— Data rows —
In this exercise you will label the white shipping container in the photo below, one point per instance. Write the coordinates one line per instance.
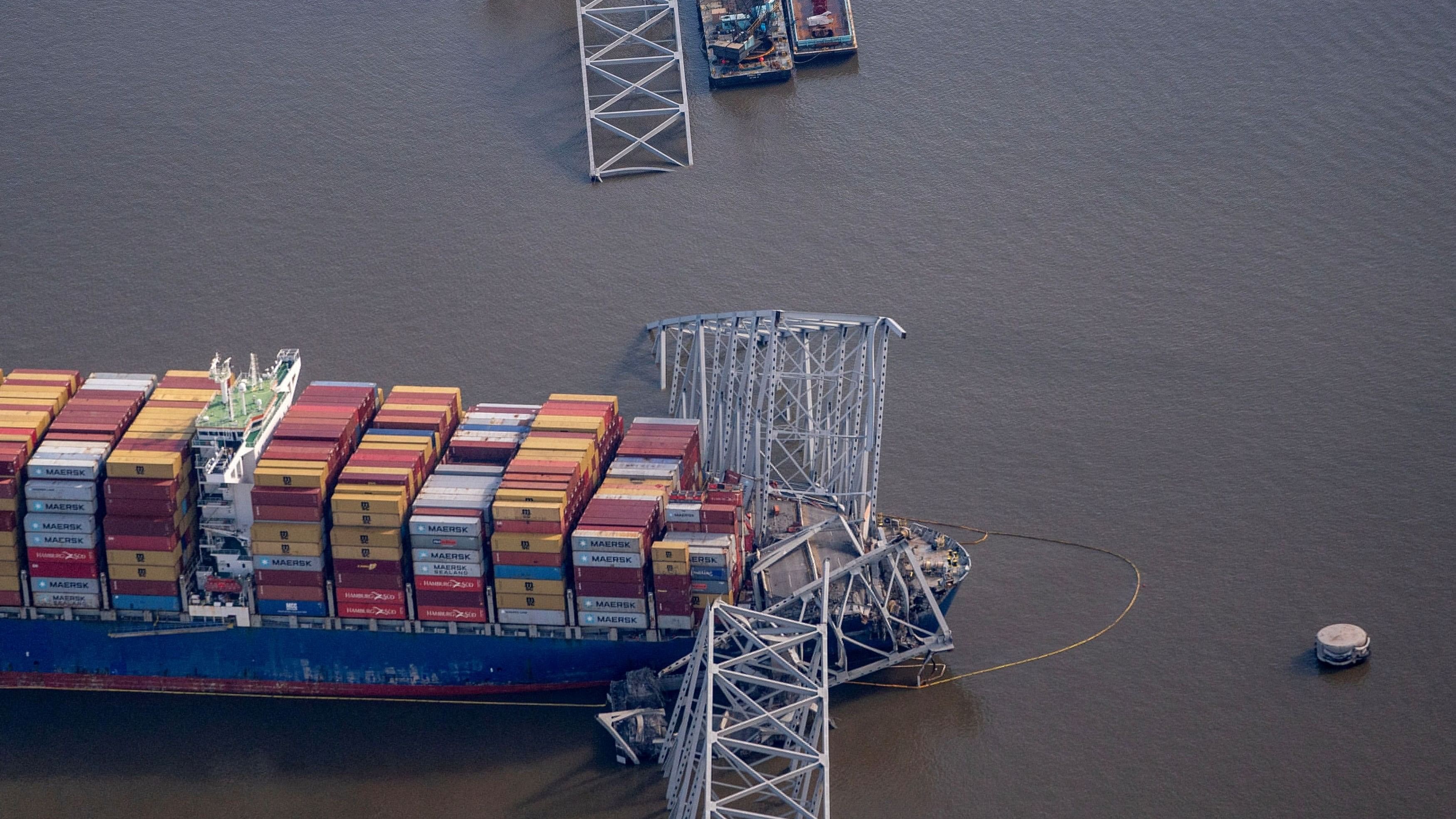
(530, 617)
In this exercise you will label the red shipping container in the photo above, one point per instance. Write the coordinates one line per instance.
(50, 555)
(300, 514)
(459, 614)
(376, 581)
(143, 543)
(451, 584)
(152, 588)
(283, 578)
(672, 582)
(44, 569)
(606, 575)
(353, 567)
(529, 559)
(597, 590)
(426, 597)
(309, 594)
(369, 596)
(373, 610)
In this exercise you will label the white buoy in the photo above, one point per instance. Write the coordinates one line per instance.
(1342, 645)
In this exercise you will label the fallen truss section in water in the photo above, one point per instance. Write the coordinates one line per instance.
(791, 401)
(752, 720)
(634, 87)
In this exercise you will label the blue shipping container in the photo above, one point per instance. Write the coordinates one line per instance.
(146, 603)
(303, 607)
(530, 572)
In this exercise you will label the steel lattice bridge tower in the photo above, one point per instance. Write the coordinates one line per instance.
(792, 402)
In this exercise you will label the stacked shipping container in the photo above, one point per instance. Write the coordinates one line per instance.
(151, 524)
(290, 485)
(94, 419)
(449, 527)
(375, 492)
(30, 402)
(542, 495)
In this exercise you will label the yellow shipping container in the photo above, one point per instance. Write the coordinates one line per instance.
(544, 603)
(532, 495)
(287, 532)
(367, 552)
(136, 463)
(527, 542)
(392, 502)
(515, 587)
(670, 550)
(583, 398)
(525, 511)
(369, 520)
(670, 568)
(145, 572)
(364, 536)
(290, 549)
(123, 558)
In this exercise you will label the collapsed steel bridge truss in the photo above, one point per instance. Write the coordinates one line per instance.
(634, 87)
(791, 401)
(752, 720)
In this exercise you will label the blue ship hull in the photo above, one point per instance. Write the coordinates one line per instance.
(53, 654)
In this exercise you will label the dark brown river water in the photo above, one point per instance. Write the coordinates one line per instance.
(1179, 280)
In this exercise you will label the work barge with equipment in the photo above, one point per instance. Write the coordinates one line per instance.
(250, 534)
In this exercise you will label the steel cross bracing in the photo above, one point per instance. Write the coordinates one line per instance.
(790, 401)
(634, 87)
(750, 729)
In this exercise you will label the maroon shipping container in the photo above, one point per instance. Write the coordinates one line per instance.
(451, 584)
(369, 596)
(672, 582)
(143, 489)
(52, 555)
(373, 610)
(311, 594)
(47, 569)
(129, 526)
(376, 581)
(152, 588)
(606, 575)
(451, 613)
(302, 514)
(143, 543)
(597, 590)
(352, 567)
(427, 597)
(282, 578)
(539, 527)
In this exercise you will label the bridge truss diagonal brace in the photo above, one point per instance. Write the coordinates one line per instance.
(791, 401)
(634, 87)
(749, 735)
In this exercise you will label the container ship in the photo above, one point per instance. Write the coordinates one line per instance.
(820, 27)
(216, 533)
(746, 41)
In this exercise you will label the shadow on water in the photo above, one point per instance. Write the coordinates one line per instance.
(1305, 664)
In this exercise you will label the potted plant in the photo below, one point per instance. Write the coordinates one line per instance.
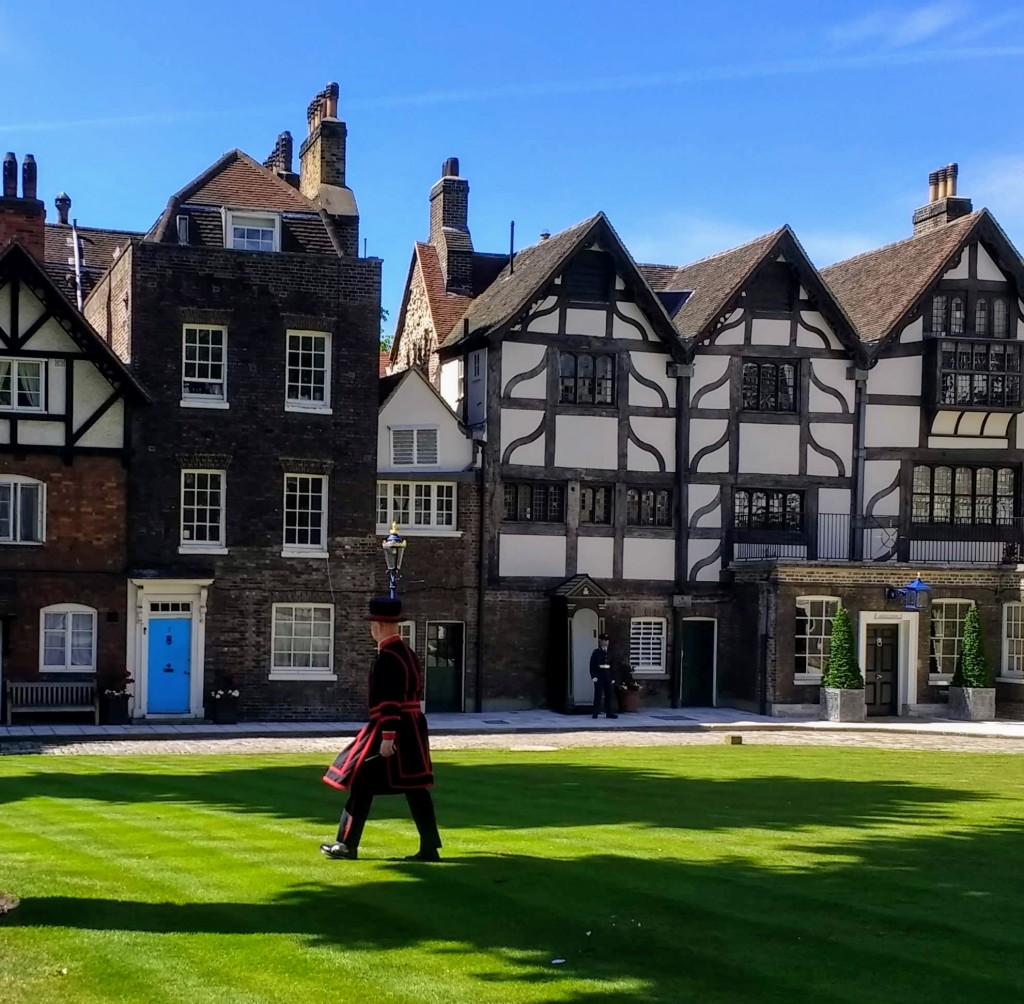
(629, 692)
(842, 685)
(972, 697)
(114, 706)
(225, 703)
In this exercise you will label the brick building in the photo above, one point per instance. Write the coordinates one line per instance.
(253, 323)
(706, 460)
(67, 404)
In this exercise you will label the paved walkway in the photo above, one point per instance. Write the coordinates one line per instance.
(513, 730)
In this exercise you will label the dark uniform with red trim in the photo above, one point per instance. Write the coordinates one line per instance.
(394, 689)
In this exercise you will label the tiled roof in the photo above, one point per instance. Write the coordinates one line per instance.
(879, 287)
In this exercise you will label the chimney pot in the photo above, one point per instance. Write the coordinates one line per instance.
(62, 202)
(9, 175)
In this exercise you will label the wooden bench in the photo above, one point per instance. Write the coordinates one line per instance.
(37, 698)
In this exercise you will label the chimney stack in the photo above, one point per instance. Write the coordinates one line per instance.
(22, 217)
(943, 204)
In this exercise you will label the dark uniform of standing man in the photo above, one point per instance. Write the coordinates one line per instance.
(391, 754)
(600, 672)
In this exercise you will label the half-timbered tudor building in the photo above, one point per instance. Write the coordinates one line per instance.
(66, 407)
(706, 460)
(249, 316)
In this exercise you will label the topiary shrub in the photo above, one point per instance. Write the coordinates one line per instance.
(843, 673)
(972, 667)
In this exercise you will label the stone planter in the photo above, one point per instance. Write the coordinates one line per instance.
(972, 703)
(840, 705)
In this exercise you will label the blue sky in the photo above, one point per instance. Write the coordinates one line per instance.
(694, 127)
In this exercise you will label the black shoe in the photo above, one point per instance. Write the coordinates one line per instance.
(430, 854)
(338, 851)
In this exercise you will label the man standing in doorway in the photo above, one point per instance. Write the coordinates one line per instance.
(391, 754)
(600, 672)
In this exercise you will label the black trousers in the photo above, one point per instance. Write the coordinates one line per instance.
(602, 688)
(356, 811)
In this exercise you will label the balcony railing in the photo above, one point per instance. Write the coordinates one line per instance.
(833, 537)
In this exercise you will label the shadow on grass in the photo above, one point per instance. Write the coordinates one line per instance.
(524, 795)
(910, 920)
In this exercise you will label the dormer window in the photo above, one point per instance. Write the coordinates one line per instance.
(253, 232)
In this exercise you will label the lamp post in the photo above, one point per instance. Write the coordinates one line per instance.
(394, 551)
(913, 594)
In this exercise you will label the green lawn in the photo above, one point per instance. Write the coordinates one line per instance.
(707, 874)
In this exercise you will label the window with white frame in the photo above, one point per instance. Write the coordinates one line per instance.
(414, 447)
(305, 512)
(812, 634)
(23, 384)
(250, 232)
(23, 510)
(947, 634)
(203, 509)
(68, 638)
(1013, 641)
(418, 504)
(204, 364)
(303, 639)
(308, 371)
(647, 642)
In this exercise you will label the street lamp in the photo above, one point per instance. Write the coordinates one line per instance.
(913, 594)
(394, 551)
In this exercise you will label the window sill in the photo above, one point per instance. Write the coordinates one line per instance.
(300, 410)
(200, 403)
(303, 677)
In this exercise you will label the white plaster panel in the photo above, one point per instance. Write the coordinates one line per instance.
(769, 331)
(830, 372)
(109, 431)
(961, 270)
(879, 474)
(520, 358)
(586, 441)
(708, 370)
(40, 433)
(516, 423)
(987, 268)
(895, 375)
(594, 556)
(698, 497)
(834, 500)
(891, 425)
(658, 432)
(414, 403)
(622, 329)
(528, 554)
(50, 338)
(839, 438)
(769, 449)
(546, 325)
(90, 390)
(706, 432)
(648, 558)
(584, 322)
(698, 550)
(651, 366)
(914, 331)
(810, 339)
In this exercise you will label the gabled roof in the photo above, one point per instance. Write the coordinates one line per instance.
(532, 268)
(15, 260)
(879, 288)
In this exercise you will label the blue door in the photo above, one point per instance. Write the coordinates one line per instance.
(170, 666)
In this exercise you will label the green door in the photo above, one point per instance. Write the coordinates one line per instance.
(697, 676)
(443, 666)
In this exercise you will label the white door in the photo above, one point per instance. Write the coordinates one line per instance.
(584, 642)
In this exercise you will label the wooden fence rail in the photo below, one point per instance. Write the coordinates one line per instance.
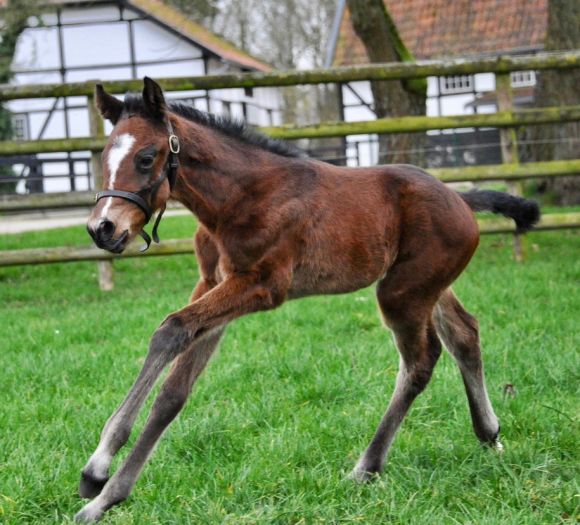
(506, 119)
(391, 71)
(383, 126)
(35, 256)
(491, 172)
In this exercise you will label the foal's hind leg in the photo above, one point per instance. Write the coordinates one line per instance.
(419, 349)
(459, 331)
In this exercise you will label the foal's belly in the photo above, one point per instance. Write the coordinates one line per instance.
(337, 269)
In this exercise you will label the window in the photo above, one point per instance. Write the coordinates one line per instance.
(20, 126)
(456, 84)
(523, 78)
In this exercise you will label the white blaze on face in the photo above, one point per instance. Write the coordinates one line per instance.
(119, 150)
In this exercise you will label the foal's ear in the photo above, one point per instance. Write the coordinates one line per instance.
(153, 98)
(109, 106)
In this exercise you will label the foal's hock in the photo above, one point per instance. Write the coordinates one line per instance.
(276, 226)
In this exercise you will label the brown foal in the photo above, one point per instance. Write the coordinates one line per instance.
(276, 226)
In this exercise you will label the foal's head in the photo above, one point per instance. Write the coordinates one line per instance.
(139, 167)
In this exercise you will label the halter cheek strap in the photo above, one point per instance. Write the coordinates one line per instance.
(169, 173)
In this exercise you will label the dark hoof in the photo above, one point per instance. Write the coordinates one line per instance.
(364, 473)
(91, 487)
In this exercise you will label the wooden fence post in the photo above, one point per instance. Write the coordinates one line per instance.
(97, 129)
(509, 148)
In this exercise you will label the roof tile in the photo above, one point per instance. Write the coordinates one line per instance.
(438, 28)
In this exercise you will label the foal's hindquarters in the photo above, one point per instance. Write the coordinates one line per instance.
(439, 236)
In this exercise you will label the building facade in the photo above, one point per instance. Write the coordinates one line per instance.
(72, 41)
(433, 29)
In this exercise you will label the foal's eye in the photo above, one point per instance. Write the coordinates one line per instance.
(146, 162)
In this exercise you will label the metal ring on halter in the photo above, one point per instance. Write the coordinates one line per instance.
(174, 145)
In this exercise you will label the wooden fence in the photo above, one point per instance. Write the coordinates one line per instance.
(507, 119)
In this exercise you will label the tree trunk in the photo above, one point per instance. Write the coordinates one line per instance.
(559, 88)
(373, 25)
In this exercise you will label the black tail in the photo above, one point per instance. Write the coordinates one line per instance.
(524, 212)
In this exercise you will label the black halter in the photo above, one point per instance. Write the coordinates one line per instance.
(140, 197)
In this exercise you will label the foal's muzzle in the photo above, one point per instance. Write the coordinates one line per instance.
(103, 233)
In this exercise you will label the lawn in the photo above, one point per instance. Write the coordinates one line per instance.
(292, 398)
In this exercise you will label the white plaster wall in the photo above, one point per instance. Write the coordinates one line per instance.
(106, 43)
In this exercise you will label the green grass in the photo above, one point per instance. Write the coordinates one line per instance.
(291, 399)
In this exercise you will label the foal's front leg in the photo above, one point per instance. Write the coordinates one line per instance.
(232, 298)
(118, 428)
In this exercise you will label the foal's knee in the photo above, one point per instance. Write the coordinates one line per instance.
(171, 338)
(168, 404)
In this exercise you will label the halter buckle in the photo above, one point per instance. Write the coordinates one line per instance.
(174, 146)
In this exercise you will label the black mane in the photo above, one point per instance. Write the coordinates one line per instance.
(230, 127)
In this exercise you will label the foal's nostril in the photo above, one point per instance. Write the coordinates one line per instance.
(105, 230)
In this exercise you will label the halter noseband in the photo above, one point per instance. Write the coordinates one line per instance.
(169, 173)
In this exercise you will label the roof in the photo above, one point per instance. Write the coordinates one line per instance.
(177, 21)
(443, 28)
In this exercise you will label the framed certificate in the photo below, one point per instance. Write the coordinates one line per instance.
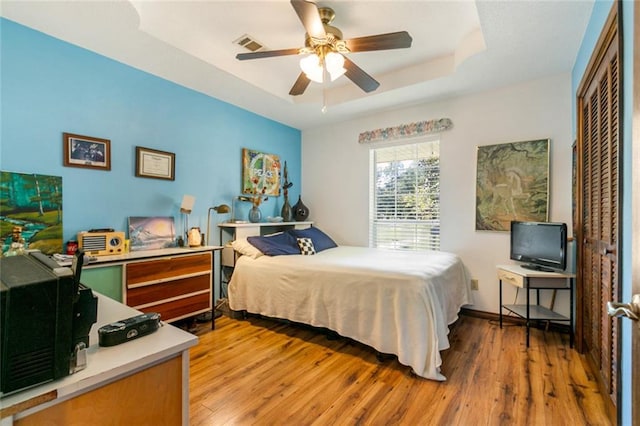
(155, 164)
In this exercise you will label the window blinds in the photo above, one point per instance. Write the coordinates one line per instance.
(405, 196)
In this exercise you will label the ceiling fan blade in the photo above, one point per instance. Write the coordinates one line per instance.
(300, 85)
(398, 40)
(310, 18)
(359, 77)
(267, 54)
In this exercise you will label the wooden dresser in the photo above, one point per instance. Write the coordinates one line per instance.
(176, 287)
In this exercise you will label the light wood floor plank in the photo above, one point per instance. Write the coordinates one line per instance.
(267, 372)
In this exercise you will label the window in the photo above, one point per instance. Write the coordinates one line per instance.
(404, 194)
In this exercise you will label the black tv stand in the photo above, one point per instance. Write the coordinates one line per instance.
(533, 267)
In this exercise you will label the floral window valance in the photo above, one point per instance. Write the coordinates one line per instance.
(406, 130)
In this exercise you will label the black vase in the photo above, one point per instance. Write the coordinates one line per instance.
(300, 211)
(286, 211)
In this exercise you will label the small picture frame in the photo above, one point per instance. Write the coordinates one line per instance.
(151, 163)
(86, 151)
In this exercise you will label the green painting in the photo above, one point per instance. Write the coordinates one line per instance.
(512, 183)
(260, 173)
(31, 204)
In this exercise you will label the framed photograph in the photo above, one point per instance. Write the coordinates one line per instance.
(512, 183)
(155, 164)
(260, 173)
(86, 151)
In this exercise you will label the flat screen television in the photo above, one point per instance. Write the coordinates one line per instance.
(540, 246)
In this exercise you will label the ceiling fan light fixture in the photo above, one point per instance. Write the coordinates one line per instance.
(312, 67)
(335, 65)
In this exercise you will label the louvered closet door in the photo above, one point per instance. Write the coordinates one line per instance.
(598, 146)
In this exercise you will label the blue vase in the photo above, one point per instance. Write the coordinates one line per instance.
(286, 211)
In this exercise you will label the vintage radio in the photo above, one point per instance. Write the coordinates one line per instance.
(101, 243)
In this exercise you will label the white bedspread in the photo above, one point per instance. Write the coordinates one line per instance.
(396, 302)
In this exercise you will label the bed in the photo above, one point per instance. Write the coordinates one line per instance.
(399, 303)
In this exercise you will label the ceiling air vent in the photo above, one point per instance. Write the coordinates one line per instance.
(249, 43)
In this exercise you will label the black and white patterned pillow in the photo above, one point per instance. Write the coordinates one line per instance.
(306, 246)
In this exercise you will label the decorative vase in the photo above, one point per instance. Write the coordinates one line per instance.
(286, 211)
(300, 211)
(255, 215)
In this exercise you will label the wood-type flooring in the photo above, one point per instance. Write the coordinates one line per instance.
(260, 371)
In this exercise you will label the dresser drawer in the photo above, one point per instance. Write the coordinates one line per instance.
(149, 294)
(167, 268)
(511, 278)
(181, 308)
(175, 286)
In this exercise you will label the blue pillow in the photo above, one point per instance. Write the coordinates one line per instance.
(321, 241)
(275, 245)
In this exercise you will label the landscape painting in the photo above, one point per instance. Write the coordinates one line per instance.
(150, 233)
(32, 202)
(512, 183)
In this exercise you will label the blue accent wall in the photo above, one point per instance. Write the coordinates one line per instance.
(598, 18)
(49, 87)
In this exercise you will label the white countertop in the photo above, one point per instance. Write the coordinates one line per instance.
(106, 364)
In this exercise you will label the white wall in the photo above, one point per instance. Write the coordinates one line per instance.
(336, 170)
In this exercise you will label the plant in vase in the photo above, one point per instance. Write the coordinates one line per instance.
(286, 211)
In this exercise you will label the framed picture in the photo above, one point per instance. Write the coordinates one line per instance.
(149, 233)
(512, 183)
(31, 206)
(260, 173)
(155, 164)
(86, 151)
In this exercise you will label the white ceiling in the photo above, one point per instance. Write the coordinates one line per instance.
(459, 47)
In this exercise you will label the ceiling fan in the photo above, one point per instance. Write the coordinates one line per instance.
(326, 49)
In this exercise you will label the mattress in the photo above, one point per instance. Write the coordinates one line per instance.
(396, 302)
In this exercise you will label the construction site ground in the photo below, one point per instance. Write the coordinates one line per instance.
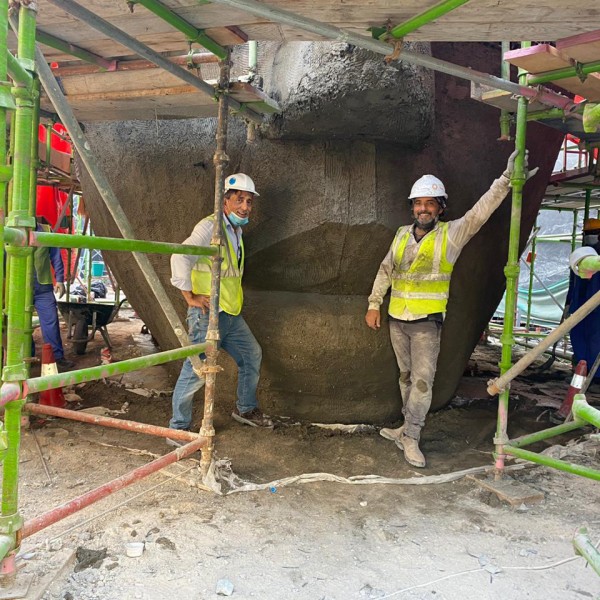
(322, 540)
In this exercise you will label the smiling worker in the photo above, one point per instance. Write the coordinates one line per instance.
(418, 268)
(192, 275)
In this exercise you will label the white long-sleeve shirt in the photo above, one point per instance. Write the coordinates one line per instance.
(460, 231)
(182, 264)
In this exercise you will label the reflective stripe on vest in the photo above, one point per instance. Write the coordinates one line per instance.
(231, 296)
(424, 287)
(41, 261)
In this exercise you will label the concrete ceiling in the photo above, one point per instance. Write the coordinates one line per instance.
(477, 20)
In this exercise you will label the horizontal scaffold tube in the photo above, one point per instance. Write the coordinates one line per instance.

— Exercise requirements —
Put the lines from the one containing "In this exercise you will label the reflective" through the final line of the rows into a JSON list, with one string per line and no blank lines. Include nothing else.

— Solution below —
[
  "In this exercise you will label the reflective stripe on vest in the photo above, one point per instance. Write the coordinates one line per instance.",
  "(231, 296)",
  "(424, 287)",
  "(41, 261)",
  "In this exercise you will label the concrete ceiling in the photo above, one point per instance. Write the coordinates one line per instance.",
  "(477, 20)",
  "In this exercise you will label the horizontal scaffold tube in the photo above, one point per instance. Write the coordinates one line per instance."
]